RECORDS FOR THE EXERCISE:
--

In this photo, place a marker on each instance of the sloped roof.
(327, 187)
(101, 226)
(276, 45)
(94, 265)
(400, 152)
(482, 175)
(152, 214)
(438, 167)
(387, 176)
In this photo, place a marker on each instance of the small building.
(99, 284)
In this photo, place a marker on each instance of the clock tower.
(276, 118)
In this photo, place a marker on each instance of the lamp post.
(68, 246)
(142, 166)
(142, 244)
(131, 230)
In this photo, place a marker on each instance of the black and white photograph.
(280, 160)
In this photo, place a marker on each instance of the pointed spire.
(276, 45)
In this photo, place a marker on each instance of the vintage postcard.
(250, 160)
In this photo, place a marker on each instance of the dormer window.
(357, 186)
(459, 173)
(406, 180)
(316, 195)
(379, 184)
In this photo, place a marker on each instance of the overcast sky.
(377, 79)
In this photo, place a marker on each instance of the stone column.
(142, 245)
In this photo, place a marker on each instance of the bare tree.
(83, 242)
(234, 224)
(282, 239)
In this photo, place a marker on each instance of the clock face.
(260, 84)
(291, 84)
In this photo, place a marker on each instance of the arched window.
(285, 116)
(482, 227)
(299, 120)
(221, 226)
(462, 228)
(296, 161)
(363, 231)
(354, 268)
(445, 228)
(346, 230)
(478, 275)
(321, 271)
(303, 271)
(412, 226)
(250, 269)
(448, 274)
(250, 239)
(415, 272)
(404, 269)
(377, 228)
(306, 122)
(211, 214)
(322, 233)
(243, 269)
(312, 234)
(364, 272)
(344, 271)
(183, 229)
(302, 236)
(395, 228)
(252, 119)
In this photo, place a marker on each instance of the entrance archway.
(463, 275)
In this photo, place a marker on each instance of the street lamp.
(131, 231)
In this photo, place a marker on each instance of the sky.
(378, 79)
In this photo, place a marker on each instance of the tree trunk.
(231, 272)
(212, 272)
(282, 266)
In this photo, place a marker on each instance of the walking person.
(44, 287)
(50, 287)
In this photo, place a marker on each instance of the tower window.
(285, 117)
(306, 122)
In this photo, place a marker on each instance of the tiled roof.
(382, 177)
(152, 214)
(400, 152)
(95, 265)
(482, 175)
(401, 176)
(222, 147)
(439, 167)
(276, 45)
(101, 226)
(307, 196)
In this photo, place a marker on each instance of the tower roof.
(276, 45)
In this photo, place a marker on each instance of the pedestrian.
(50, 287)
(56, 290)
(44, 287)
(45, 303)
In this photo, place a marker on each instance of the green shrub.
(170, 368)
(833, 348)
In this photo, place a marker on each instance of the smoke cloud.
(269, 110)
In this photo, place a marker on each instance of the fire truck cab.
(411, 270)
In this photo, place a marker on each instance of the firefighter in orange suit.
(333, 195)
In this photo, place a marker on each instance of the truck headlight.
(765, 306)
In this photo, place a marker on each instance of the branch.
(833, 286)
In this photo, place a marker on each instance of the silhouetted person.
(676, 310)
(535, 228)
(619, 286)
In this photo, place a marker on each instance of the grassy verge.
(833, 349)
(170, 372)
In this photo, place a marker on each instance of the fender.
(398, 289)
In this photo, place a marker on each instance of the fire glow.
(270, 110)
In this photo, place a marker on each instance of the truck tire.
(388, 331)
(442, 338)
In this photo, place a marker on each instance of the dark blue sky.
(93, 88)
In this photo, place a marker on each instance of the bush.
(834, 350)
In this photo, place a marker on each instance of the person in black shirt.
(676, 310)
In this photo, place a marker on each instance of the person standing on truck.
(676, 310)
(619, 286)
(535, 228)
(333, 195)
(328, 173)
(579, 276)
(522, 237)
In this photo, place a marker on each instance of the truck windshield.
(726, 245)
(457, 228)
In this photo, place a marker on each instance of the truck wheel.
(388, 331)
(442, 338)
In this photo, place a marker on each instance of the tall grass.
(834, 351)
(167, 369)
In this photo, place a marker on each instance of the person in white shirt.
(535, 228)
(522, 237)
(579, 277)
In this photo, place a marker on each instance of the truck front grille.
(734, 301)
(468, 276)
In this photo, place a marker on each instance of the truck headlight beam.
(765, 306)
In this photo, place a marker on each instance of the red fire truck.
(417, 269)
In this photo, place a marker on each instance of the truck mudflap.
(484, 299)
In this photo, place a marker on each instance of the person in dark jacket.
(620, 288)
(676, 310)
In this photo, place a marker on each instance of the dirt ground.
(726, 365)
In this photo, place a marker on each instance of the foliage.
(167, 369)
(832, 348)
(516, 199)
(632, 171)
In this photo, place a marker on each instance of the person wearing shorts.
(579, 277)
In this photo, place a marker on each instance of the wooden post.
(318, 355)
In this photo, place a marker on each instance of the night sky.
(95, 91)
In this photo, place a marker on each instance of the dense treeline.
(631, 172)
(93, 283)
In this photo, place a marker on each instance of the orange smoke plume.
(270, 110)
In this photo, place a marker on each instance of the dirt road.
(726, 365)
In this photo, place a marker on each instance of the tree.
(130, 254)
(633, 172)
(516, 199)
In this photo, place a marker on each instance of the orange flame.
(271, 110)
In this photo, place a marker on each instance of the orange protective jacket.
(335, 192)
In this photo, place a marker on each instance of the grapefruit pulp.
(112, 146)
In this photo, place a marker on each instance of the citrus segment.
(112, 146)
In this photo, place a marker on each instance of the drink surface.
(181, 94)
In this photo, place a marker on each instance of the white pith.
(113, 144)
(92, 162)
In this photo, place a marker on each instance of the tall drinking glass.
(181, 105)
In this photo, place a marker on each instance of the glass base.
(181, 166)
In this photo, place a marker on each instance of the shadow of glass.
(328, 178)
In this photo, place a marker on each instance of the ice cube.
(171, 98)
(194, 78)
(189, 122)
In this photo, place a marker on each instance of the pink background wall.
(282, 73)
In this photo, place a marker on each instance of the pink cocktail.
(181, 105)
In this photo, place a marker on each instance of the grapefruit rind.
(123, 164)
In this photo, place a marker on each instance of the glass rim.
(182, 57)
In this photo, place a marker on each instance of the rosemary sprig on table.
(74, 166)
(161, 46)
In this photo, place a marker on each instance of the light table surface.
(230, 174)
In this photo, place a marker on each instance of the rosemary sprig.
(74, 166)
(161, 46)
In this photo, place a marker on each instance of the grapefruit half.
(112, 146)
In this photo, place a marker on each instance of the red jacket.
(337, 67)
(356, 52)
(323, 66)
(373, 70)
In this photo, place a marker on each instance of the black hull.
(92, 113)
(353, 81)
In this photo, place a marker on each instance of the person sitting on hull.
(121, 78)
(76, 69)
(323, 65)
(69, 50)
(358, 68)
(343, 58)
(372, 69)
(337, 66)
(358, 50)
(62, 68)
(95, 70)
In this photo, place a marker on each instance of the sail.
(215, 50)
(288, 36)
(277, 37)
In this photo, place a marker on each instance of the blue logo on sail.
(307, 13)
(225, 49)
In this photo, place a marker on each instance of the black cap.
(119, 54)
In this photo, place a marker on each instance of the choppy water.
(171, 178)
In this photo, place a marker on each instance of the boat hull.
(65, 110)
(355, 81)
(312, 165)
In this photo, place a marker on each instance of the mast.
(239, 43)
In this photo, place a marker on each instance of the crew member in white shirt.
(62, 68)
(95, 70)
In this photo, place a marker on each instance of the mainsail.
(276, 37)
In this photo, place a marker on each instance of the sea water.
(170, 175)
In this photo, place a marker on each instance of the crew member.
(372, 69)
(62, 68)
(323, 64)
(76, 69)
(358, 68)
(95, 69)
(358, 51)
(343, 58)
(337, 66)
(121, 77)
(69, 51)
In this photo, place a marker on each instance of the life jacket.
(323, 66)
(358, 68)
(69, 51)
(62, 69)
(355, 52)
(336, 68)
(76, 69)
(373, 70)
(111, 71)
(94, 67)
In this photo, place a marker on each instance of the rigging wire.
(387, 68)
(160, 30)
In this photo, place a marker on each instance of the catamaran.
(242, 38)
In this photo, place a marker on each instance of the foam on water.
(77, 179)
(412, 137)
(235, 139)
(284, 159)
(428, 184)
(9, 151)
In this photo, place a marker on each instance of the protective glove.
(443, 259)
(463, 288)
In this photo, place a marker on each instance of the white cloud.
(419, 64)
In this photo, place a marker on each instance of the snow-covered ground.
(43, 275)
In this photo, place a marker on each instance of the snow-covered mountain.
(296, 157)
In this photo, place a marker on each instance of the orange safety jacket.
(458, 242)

--

AIM OF THE TASK:
Once the line with "foam on water." has been found in the records above, retype it and every line after it exactly, and include nothing else.

RESULT:
In this photo, place a marker on each instance of the foam on water.
(77, 179)
(412, 137)
(235, 139)
(284, 159)
(428, 184)
(9, 151)
In this photo, place a marker on each instance of the protective glove.
(443, 259)
(463, 288)
In this photo, place a marker on each instance of the white cloud.
(419, 64)
In this photo, place a marker on each instance of the snow-covered ground.
(43, 275)
In this photo, place a marker on each instance of the snow-covered mountain.
(296, 157)
In this photo, place a marker on each instance of the orange safety jacket.
(458, 242)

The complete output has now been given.